Aim — Retype every line of the data below exactly as it appears.

Data provided —

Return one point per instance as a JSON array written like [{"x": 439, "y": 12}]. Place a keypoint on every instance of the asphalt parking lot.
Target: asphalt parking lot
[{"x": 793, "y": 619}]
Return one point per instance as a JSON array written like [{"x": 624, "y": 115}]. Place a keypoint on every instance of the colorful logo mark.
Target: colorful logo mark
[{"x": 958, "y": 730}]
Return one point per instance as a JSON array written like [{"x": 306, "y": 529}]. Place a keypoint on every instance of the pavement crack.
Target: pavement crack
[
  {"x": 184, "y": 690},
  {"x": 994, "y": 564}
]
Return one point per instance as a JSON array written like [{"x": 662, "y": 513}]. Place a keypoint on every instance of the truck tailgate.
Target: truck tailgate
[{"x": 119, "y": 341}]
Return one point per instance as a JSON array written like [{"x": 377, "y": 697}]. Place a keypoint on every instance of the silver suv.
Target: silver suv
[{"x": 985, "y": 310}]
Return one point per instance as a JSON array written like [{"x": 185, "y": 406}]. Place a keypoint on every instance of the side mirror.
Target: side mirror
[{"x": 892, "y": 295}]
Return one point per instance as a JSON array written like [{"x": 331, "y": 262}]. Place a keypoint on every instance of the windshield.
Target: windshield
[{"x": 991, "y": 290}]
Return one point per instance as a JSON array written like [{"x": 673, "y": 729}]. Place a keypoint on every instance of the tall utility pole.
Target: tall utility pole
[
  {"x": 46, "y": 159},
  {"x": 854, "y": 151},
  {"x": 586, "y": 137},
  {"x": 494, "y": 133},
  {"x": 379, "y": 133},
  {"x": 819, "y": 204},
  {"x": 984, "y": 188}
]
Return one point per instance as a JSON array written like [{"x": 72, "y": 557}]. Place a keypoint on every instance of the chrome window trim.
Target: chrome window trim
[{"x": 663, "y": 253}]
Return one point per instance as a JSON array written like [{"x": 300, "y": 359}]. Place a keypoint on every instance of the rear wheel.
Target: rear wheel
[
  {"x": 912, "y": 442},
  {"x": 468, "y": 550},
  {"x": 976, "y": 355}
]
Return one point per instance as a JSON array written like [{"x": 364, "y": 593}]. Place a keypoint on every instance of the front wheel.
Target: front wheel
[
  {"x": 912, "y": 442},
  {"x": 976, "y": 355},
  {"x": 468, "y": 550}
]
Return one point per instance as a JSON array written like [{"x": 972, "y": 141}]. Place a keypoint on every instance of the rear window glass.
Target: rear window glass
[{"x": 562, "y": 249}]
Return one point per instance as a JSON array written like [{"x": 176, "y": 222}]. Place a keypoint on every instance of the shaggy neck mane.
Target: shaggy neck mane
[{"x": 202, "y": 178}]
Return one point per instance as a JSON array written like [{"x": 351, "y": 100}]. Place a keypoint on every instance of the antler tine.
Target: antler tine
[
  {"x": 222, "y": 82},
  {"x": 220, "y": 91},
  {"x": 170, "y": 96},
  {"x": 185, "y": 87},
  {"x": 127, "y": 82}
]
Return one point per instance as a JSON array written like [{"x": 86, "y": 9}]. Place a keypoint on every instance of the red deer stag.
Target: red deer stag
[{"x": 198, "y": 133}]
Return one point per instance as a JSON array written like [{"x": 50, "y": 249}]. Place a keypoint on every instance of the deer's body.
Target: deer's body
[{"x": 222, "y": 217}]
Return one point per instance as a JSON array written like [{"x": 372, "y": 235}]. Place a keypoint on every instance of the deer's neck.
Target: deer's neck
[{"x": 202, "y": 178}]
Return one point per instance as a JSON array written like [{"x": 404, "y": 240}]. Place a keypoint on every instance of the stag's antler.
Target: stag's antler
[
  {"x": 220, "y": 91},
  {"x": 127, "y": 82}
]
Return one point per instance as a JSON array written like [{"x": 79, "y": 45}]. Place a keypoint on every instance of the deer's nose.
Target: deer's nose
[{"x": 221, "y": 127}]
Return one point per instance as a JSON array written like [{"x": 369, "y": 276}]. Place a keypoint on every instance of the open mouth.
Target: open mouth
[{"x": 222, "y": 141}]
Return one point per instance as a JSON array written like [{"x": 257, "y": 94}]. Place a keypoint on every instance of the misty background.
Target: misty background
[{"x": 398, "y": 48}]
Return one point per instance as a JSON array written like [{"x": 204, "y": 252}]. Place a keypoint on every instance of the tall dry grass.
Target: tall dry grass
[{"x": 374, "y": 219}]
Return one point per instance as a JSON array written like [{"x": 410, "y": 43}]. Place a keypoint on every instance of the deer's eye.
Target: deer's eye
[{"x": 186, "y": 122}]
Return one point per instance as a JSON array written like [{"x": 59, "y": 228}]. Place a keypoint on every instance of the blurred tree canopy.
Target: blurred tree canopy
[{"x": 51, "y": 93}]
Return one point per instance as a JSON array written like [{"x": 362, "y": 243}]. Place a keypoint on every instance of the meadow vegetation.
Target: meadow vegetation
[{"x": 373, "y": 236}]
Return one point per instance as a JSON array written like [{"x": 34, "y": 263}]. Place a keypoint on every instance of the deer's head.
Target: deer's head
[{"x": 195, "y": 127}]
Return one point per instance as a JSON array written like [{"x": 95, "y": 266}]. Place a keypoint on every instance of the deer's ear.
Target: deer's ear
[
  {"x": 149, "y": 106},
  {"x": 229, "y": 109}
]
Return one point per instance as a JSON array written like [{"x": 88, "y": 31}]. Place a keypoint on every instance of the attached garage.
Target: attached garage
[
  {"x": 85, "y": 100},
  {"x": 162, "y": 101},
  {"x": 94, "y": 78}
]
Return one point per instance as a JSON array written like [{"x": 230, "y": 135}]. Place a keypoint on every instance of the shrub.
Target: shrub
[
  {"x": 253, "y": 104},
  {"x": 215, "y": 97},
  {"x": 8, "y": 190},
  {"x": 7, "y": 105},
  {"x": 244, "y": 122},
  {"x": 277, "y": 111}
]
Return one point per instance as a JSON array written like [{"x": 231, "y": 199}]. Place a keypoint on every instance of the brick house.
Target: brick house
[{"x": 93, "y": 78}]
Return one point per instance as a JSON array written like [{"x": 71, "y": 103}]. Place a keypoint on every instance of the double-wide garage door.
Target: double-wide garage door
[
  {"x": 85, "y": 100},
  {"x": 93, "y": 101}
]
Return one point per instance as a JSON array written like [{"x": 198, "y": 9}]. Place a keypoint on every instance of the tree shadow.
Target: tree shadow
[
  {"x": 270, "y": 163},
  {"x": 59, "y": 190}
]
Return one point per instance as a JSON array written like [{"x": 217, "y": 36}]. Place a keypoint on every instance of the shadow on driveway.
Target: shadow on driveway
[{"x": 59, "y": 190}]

Written response —
Return one point per instance as a JSON array written like [{"x": 439, "y": 12}]. Place a keypoint on every instance of the asphalt parking lot.
Target: asphalt parking lot
[{"x": 793, "y": 619}]
Return one point per instance as a JSON array written like [{"x": 624, "y": 115}]. Place a keypoint on every instance of the colorful logo mark.
Target: colorful logo mark
[{"x": 958, "y": 730}]
Return one point per instance as a JSON array written like [{"x": 306, "y": 529}]. Place a keypoint on every instance of the pavement crack.
Target: pavement crack
[
  {"x": 184, "y": 690},
  {"x": 994, "y": 564}
]
Return one point per instance as a JSON array written like [{"x": 662, "y": 513}]. Place a keypoint on every instance of the truck tailgate.
Target: truck tailgate
[{"x": 119, "y": 341}]
Return one point per instance as a JSON array written like [{"x": 377, "y": 697}]. Place a keypoint on every instance of the silver suv.
Target: silver suv
[{"x": 985, "y": 310}]
Return one point per instance as a JSON array written like [{"x": 185, "y": 406}]. Place a keypoint on every instance of the side mirror.
Target: side mirror
[{"x": 892, "y": 295}]
Return one point per instance as a JSON array written like [{"x": 331, "y": 262}]. Place a keypoint on every instance of the windshield.
Target: windshield
[{"x": 991, "y": 290}]
Return one point per instance as a JSON array written like [{"x": 673, "y": 729}]. Place a keypoint on every instance of the tall utility pole.
Target: tall utility pole
[
  {"x": 46, "y": 159},
  {"x": 854, "y": 151},
  {"x": 586, "y": 137},
  {"x": 494, "y": 133},
  {"x": 379, "y": 133},
  {"x": 819, "y": 204},
  {"x": 984, "y": 188}
]
Return one point per instance as a JSON array written like [{"x": 72, "y": 557}]. Place a keypoint on every instance of the chrome window trim.
Target: chrome window trim
[{"x": 663, "y": 253}]
Return one point per instance as a JSON array written like [{"x": 300, "y": 359}]. Place a keypoint on every instance of the rear wheel.
Target: rear wheel
[
  {"x": 912, "y": 442},
  {"x": 468, "y": 550},
  {"x": 976, "y": 355}
]
Return one point per instance as a JSON array written like [{"x": 364, "y": 593}]. Place a keypoint on every instance of the front wheel.
Target: front wheel
[
  {"x": 912, "y": 442},
  {"x": 976, "y": 355},
  {"x": 468, "y": 550}
]
Return one point per instance as a JSON array written like [{"x": 972, "y": 141}]. Place a keypoint on every instance of the rear window glass.
Target: rear window glass
[{"x": 562, "y": 249}]
Return one point per instance as a JSON array written like [{"x": 176, "y": 222}]. Place a keypoint on every instance of the shaggy neck mane.
Target: shaggy neck mane
[{"x": 202, "y": 178}]
Return one point per instance as a JSON array written like [{"x": 351, "y": 100}]. Place a keypoint on every instance of the antler tine.
Target: antler tine
[
  {"x": 222, "y": 82},
  {"x": 220, "y": 91},
  {"x": 170, "y": 96},
  {"x": 185, "y": 87},
  {"x": 127, "y": 82}
]
Return one point per instance as a JSON array written like [{"x": 86, "y": 9}]. Place a keypoint on every instance of the red deer stag.
Target: red deer stag
[{"x": 198, "y": 133}]
Return one point per instance as a JSON array written like [{"x": 50, "y": 249}]. Place a keypoint on every instance of the deer's body.
Target: deer's body
[{"x": 222, "y": 217}]
Return one point per instance as a JSON array written like [{"x": 372, "y": 235}]. Place a keypoint on every instance of the deer's neck.
Target: deer's neck
[{"x": 202, "y": 178}]
Return one point per instance as a JSON array written like [{"x": 404, "y": 240}]. Place a keypoint on every instance of the stag's antler.
Target: stag's antler
[
  {"x": 220, "y": 91},
  {"x": 127, "y": 82}
]
Return one point per instance as a JSON array written like [{"x": 79, "y": 45}]. Place a keypoint on every instance of the deer's nose.
Target: deer's nose
[{"x": 221, "y": 127}]
Return one point per instance as a JSON array written like [{"x": 369, "y": 276}]. Place a keypoint on every instance of the open mouth.
Target: open mouth
[{"x": 222, "y": 141}]
Return one point per instance as a JSON array written like [{"x": 257, "y": 94}]. Place a keypoint on every instance of the misty background.
Target: misty background
[{"x": 398, "y": 48}]
Return one point per instance as a JSON array written like [{"x": 204, "y": 252}]. Place a keypoint on every instance of the tall dry grass.
Target: tall dry grass
[{"x": 374, "y": 219}]
Return one point per instance as a JSON array written like [{"x": 410, "y": 43}]. Place a keypoint on every instance of the deer's eye.
Target: deer's eye
[{"x": 186, "y": 122}]
Return one point per instance as a JSON array written like [{"x": 59, "y": 228}]. Place a keypoint on every instance of the blurred tree canopy.
Target: blurred tree canopy
[{"x": 51, "y": 93}]
Return one point per instance as a JSON array written like [{"x": 362, "y": 243}]. Place a keypoint on every instance of the meadow vegetation.
Target: meadow vegetation
[{"x": 373, "y": 236}]
Return one point per instance as a JSON array written like [{"x": 34, "y": 263}]. Place a keypoint on every instance of the deer's head.
Target: deer's head
[{"x": 195, "y": 127}]
Return one point per instance as a JSON array written like [{"x": 95, "y": 266}]. Place a keypoint on every instance of the deer's ear.
Target: deer's ear
[
  {"x": 149, "y": 106},
  {"x": 229, "y": 109}
]
Return one point per instance as a JSON array written like [{"x": 88, "y": 31}]. Place a keypoint on every instance of the attached garage.
Target: attached garage
[
  {"x": 85, "y": 100},
  {"x": 162, "y": 101},
  {"x": 94, "y": 78}
]
Return one point per instance as a JSON array written like [{"x": 230, "y": 135}]. Place a keypoint on every instance of the shrub.
Target: shrub
[
  {"x": 253, "y": 104},
  {"x": 215, "y": 97},
  {"x": 8, "y": 190},
  {"x": 7, "y": 105},
  {"x": 244, "y": 122},
  {"x": 277, "y": 111}
]
Return one point per instance as a JSON array written like [{"x": 231, "y": 199}]. Place a keypoint on every instance of the brick house.
Target: brick house
[{"x": 93, "y": 78}]
Return one point per instance as a JSON array written like [{"x": 71, "y": 103}]. Place a keypoint on every instance of the double-wide garage door.
Target: double-wide garage door
[
  {"x": 85, "y": 100},
  {"x": 93, "y": 101}
]
Return one point per instance as a JSON array written like [{"x": 198, "y": 9}]. Place a keypoint on every instance of the tree shadow.
Target: tree shadow
[
  {"x": 270, "y": 163},
  {"x": 59, "y": 190}
]
Return one point per instance as a JSON array written like [{"x": 217, "y": 36}]. Place a keypoint on every instance of the shadow on driveway.
Target: shadow on driveway
[{"x": 59, "y": 190}]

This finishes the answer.